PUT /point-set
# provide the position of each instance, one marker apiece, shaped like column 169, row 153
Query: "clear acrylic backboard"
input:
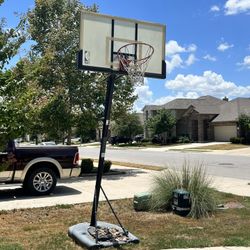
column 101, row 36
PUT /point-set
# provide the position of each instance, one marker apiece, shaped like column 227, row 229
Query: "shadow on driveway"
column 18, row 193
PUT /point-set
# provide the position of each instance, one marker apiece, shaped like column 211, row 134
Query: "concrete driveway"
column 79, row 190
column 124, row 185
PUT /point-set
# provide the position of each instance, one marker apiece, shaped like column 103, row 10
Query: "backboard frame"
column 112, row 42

--

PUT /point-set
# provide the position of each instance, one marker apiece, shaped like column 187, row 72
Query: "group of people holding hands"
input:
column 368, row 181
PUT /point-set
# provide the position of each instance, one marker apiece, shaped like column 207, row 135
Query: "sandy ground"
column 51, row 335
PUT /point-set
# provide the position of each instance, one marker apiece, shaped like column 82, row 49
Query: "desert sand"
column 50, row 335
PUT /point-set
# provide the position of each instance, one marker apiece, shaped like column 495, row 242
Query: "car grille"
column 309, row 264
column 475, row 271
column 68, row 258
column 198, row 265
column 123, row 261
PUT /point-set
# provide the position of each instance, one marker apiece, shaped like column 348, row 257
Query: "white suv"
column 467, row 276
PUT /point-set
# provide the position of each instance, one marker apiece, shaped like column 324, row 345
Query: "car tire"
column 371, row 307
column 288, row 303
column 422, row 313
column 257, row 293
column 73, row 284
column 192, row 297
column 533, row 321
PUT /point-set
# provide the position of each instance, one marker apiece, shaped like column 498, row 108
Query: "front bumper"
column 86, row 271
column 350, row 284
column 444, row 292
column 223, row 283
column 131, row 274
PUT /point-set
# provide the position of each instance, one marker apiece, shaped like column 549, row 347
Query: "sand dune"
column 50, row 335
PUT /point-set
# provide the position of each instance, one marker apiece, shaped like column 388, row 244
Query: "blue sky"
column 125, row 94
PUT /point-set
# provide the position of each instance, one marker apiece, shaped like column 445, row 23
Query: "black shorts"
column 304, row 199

* * *

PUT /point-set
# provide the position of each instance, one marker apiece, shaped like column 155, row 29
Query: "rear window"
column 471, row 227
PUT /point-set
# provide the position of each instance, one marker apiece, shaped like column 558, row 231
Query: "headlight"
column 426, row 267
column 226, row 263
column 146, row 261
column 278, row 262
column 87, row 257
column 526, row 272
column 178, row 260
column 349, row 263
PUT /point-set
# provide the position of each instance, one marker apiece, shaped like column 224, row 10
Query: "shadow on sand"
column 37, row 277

- [Aim of the exercise] Report every line of the records that contains the string "backboard". Treat uppercase and lowercase letters as different.

- [Answer in full]
Query: "clear acrylic backboard"
Query: "backboard frame"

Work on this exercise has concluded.